▶ [EXERCISE INSTRUCTIONS]:
Each entry below must appear in the output exactly as written.

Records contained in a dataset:
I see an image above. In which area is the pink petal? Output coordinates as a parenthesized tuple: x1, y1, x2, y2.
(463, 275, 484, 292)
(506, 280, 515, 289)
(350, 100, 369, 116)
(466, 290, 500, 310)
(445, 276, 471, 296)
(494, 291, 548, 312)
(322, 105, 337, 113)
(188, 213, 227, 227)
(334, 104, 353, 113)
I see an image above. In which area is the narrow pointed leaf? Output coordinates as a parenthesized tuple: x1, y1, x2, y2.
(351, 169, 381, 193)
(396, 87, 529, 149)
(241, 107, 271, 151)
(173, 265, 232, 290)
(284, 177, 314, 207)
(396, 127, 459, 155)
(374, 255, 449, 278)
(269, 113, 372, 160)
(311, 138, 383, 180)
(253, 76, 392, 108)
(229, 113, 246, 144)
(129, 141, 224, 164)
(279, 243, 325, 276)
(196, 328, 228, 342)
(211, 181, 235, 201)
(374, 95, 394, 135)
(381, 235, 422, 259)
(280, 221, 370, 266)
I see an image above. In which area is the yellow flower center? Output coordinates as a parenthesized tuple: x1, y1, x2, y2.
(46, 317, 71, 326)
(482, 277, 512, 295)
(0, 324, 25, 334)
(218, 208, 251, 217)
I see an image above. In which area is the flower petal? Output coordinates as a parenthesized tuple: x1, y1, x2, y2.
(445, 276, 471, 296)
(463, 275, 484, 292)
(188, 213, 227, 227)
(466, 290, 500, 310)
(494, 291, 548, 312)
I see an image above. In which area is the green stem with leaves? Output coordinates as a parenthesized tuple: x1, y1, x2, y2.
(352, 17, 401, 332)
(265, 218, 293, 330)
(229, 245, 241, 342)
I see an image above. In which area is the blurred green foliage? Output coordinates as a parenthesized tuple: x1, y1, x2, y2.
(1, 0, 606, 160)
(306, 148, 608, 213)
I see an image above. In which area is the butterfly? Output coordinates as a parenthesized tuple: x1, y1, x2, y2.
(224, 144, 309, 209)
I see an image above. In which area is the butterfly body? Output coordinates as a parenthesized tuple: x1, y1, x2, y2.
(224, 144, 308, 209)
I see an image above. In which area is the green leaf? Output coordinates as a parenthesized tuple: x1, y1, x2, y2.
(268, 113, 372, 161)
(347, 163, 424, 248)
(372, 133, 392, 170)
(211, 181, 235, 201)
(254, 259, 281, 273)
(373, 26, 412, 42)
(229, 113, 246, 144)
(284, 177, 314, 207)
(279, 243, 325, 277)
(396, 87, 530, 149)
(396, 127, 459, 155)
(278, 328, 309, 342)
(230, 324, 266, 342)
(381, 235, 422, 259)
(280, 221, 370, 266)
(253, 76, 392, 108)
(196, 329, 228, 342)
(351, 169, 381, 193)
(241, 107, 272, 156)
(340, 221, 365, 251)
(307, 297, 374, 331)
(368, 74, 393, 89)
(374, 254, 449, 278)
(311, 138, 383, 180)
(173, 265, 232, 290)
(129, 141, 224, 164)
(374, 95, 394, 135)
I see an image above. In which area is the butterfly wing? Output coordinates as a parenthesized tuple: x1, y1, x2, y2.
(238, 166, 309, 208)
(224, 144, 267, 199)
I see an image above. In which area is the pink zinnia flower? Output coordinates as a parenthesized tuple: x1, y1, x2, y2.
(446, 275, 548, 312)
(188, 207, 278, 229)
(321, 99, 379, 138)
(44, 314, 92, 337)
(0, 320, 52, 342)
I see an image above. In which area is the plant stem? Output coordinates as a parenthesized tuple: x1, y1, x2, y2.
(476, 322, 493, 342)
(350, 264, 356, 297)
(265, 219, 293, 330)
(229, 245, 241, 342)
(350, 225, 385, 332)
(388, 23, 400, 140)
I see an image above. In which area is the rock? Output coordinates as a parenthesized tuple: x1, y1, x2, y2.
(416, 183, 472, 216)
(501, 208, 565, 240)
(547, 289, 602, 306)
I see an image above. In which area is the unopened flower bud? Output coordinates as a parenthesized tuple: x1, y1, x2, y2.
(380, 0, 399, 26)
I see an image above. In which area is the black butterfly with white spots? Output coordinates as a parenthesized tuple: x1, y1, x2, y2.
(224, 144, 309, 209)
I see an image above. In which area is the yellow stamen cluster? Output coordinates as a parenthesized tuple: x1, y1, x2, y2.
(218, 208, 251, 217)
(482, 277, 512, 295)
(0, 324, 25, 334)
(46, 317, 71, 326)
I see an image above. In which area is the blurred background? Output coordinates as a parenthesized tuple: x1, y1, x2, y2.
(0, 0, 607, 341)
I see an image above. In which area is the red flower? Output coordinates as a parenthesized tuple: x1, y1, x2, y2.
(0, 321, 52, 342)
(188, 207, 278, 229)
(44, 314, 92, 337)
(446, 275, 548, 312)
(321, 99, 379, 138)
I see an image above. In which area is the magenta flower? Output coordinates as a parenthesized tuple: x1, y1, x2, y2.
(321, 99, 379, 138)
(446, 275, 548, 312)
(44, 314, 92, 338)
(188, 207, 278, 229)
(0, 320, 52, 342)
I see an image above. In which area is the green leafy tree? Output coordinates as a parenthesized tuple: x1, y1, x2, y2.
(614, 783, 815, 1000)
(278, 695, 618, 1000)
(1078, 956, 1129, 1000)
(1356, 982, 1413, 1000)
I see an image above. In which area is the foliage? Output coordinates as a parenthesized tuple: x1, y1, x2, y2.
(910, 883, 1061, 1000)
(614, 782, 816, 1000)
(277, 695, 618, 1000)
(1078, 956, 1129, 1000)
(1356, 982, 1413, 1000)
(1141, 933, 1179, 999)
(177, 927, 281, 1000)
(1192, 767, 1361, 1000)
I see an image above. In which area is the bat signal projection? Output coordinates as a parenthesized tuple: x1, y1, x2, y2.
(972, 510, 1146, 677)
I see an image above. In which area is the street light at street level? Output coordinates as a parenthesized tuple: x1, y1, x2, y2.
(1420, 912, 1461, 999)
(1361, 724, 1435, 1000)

▶ [TASK RESPONSE]:
I see an image above. In which area is the pink petal? Output coordinates as a parenthesized tuple: x1, y1, x2, y2.
(463, 275, 484, 292)
(506, 280, 515, 289)
(350, 100, 369, 116)
(466, 290, 500, 310)
(445, 276, 471, 296)
(494, 291, 548, 312)
(322, 105, 337, 113)
(188, 213, 227, 227)
(334, 104, 353, 113)
I see an image above. In which area is the narrow pointed leaf? Output coordinates as a parenthesized tuple: x1, y1, x2, y2.
(351, 169, 381, 193)
(396, 87, 529, 149)
(241, 107, 271, 151)
(173, 265, 232, 290)
(284, 177, 314, 207)
(396, 127, 459, 155)
(374, 255, 449, 278)
(269, 113, 372, 160)
(311, 138, 383, 180)
(253, 76, 392, 108)
(229, 113, 246, 144)
(129, 141, 224, 164)
(279, 243, 325, 276)
(196, 328, 228, 342)
(211, 181, 235, 201)
(374, 95, 394, 135)
(381, 235, 422, 259)
(280, 221, 370, 266)
I see an image above. In which area is the yellow flower center? Output coordinates as a parenthesized tuple: x1, y1, x2, y2.
(46, 317, 71, 326)
(482, 277, 512, 295)
(0, 324, 25, 334)
(218, 208, 251, 217)
I see an image above. In which area is the flower petal? Output coordinates as a parenthesized tuple: x1, y1, x2, y2.
(445, 276, 471, 296)
(463, 275, 484, 292)
(188, 213, 227, 227)
(466, 290, 500, 310)
(494, 291, 548, 312)
I see an image above. In which area is the green stem with leaves? Output coordinates as a parenthesized tuple: x1, y1, x2, y2.
(352, 17, 401, 332)
(265, 218, 293, 330)
(229, 245, 241, 342)
I see an image above. In which area is the blurred green foliage? Output coordinates as a parenthesized tuple: x1, y1, x2, y2.
(1, 0, 606, 160)
(306, 148, 608, 213)
I see an image above. In which area is the butterfly? Output coordinates as a parenthesized tuple: x1, y1, x2, y2.
(224, 144, 309, 209)
I see an image above. In which area is the butterfly body? Output coordinates as a parenthesized tuple: x1, y1, x2, y2.
(224, 144, 308, 209)
I see an image above. In which area is the green leaf? Output coordinates as a parenthesized tuple: x1, y1, x2, y2.
(268, 113, 372, 161)
(347, 163, 424, 248)
(372, 133, 392, 170)
(211, 181, 235, 201)
(254, 259, 281, 273)
(373, 26, 412, 42)
(229, 113, 246, 144)
(284, 177, 314, 207)
(279, 243, 325, 277)
(396, 87, 530, 149)
(396, 127, 459, 155)
(278, 328, 309, 342)
(230, 324, 266, 342)
(381, 235, 422, 259)
(280, 221, 370, 266)
(253, 76, 392, 108)
(196, 329, 228, 342)
(351, 169, 381, 193)
(241, 107, 272, 156)
(340, 221, 365, 251)
(307, 297, 374, 331)
(368, 74, 393, 89)
(374, 254, 449, 278)
(311, 138, 383, 180)
(173, 265, 232, 290)
(129, 141, 224, 164)
(374, 95, 394, 135)
I see an image above. In which area is the butterfly wing? Output coordinates as a parenthesized tuple: x1, y1, x2, y2.
(238, 166, 309, 208)
(224, 144, 267, 199)
I see an image above. In which area is the pink zinnia flower? Output coordinates as a parenthesized tuple: x1, y1, x2, y2.
(446, 275, 548, 312)
(188, 207, 278, 229)
(321, 99, 379, 138)
(44, 314, 92, 337)
(0, 320, 52, 342)
I see an image above. In which area is the plant stem? Output coordinates as a parenthesized tuple: x1, y1, x2, y2.
(476, 322, 493, 342)
(350, 264, 356, 297)
(265, 219, 293, 330)
(229, 245, 241, 342)
(350, 225, 385, 332)
(388, 23, 400, 140)
I see an image above. In which area is the rock? Output coordinates as a parenthesized tuple: x1, y1, x2, y2.
(416, 183, 472, 216)
(501, 208, 565, 240)
(547, 289, 602, 306)
I see an image above. In which area is the unopened flower bud? Output coordinates as a parenthesized tuple: x1, y1, x2, y2.
(380, 0, 399, 26)
I see an image above. In which area is the black butterfly with white spots? Output coordinates as a parenthesized tuple: x1, y1, x2, y2.
(224, 144, 309, 209)
I see an image above. In which area is the yellow stamen cluster? Output coordinates as a parenthesized tuple: x1, y1, x2, y2.
(218, 208, 251, 217)
(482, 277, 512, 295)
(0, 324, 25, 334)
(46, 317, 71, 326)
I see an image above. In which area is the blurred background? Output coordinates as a parenthesized tuple: x1, y1, x2, y2.
(0, 0, 607, 341)
I see an image above. In which area is the red flower? Output coordinates as a parenthesized tuple: x1, y1, x2, y2.
(0, 321, 52, 342)
(188, 207, 278, 229)
(44, 314, 92, 337)
(446, 275, 548, 312)
(321, 99, 379, 138)
I see an image above. In which area is the magenta flower? Output coordinates as a parenthesized tuple: x1, y1, x2, y2.
(321, 99, 379, 138)
(446, 275, 548, 312)
(44, 314, 92, 338)
(188, 207, 278, 229)
(0, 320, 52, 342)
I see an image above. In which area is the green leafy tree? Output coordinates as a parenthesized tuple: x1, y1, x2, y2.
(614, 783, 815, 1000)
(278, 695, 618, 1000)
(1078, 956, 1129, 1000)
(1356, 982, 1413, 1000)
I see an image above. In which area is the foliage? Output coordinates as a parenthesized tuple: x1, y1, x2, y2.
(910, 883, 1061, 1000)
(614, 782, 816, 1000)
(277, 695, 618, 1000)
(1078, 956, 1129, 1000)
(1356, 982, 1413, 1000)
(1141, 933, 1179, 999)
(177, 927, 281, 1000)
(1192, 767, 1361, 1000)
I see an image above. In which area is the bat signal projection? Output coordinates as a parenthesized tuple: x1, y1, x2, y2.
(972, 510, 1146, 677)
I see an image above. In which area is the street light at street level? Output coordinates as a parenthesized tuple: x1, y1, x2, y2.
(1420, 912, 1461, 999)
(1361, 724, 1435, 1000)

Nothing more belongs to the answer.